• Goal A:
Output the following lines of the entries verbatim, beginning at the line that contains "Category: the concrete pillar" and stopping after the line that contains "pixel 324 327".

• Document extract:
────────────────────

What Happened Hillary Clinton

Source: https://commons.wikimedia.org/wiki/File:What_Happened_audiobook_1.png

Let’s start here: It’s hard to write a book about your own failure. And that was Hillary Clinton’s task in What Happened. Silicon Valley and the business press are full of schlock extolling the virtues of failure, but that’s shit people write after they’ve succeeded. They look back at how they learned from failure. Lessons from the road, and other nonsense.

That’s not the kind of failure Hillary Clinton is writing about in What Happened. What Happened is like writing a book about that time you hit a home run in Game 7 of the World Series, but you got thrown out because you inexplicably forgot to touch first base on the way in. Then your team lost. And then you retired.

Al Gore made a movie after he lost the presidency, and he forged ahead with a new career in stopping climate change. I don’t see a tomorrow for Hillary Clinton’s political career, even on the scale of Al Gore. It’s all the day after November 8. The presidency was supposed to be it for her: the defining moment of the career of the first woman president.

────────────────────

[Entries taken from a collection]
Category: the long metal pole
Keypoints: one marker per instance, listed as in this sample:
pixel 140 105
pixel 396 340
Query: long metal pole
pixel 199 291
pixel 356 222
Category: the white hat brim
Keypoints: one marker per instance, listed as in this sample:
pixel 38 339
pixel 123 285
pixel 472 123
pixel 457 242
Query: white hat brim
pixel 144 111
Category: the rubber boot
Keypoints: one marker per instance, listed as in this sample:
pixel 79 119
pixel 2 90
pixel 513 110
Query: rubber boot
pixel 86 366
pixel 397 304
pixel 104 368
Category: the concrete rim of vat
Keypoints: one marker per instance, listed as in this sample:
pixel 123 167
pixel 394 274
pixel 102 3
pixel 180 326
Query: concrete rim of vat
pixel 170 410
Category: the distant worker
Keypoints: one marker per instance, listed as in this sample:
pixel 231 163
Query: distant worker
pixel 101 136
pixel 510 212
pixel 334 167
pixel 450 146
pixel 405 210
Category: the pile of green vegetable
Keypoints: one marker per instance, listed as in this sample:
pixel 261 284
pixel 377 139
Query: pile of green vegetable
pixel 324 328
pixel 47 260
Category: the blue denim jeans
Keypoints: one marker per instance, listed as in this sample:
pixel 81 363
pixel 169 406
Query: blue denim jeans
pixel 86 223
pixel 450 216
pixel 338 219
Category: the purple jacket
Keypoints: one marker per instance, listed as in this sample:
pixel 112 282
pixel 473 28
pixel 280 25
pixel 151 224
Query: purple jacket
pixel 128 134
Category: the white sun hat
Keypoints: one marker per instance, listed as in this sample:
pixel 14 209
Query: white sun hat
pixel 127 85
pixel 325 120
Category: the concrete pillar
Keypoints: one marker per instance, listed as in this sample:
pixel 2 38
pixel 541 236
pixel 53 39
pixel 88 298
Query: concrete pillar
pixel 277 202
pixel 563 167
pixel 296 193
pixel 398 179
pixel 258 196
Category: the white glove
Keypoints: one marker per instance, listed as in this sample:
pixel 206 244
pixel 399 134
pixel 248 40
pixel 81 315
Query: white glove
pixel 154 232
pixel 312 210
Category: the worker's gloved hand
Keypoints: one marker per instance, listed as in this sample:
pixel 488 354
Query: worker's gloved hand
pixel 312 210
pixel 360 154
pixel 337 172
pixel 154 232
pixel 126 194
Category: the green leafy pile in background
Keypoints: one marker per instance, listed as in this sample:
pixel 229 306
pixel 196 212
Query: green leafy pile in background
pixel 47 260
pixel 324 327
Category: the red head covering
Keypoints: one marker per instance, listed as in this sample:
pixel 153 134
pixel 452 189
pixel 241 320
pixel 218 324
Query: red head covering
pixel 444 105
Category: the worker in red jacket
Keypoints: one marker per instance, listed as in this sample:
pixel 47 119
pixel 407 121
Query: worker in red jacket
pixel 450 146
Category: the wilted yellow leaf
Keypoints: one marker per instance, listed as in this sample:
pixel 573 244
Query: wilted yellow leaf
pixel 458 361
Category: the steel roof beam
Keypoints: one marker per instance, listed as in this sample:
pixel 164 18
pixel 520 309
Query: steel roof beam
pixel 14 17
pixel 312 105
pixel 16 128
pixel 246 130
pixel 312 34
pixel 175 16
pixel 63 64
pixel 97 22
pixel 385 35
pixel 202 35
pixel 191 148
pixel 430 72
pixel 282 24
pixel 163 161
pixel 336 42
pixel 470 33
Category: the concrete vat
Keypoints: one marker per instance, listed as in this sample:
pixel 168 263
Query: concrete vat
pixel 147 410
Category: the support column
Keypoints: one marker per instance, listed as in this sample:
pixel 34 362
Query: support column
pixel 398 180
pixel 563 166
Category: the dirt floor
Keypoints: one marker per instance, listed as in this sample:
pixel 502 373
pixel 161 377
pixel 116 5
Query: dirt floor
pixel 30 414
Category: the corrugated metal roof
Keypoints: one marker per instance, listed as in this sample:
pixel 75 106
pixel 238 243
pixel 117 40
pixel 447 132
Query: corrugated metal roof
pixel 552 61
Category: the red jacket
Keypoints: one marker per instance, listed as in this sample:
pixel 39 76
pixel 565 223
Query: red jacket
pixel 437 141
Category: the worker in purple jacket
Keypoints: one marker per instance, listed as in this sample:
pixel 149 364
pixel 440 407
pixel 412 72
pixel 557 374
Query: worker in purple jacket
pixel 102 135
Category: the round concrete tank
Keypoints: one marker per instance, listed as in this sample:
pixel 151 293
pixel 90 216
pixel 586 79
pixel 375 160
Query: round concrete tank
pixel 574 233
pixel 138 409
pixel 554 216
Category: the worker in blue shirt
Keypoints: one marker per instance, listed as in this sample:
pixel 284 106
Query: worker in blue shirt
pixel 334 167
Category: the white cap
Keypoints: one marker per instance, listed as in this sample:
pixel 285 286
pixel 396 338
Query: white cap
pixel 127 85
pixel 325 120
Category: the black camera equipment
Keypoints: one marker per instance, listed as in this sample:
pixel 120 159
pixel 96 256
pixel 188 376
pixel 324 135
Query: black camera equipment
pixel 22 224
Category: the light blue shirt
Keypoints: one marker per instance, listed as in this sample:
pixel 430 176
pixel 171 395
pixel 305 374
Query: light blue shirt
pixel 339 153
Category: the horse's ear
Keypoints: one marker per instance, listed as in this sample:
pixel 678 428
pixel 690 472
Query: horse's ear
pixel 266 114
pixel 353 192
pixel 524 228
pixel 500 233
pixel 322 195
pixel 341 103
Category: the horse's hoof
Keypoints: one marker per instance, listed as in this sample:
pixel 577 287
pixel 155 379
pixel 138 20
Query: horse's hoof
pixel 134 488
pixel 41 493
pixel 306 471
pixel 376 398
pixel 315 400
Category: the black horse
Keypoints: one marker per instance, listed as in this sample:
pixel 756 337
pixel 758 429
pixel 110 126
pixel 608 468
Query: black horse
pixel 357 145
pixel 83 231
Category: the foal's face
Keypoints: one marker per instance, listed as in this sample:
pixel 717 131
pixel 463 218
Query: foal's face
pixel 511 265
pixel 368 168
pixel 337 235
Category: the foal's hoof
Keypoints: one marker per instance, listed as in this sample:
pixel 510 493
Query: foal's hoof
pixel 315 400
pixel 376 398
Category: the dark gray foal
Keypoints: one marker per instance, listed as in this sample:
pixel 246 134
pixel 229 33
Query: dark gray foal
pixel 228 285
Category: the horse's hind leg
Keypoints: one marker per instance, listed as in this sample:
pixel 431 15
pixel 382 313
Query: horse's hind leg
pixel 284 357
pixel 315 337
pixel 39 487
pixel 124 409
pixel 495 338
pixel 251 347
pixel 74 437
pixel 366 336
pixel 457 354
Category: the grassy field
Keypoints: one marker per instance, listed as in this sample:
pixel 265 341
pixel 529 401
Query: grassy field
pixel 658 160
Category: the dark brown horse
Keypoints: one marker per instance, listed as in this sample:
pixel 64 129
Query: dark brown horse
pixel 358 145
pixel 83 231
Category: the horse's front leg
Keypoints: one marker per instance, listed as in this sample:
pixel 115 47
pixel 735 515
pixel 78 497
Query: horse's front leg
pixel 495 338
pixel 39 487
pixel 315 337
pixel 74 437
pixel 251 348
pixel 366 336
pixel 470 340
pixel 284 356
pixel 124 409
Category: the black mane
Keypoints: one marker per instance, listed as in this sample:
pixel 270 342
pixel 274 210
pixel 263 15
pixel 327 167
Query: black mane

────────────────────

• Goal B:
Return the part of the review of What Happened that begins at the words "That’s not the" and ends after the words "first woman president.", copied verbatim.

• Full response A:
Category: the concrete pillar
Keypoints: one marker per instance, listed as in this sample:
pixel 2 38
pixel 541 236
pixel 53 39
pixel 88 298
Query: concrete pillar
pixel 277 202
pixel 563 167
pixel 296 193
pixel 398 179
pixel 258 196
Category: the white glove
Keypoints: one marker per instance, listed as in this sample:
pixel 206 244
pixel 399 134
pixel 248 40
pixel 81 315
Query: white glove
pixel 154 232
pixel 312 210
Category: the worker's gloved hand
Keypoints: one marker per instance, listed as in this sample:
pixel 488 354
Query: worker's gloved hand
pixel 312 210
pixel 360 154
pixel 337 172
pixel 154 232
pixel 126 194
Category: the green leafy pile in background
Keypoints: one marker per instance, listed as in this sample:
pixel 229 306
pixel 196 212
Query: green leafy pile in background
pixel 47 260
pixel 324 327

• Full response B:
That’s not the kind of failure Hillary Clinton is writing about in What Happened. What Happened is like writing a book about that time you hit a home run in Game 7 of the World Series, but you got thrown out because you inexplicably forgot to touch first base on the way in. Then your team lost. And then you retired.

Al Gore made a movie after he lost the presidency, and he forged ahead with a new career in stopping climate change. I don’t see a tomorrow for Hillary Clinton’s political career, even on the scale of Al Gore. It’s all the day after November 8. The presidency was supposed to be it for her: the defining moment of the career of the first woman president.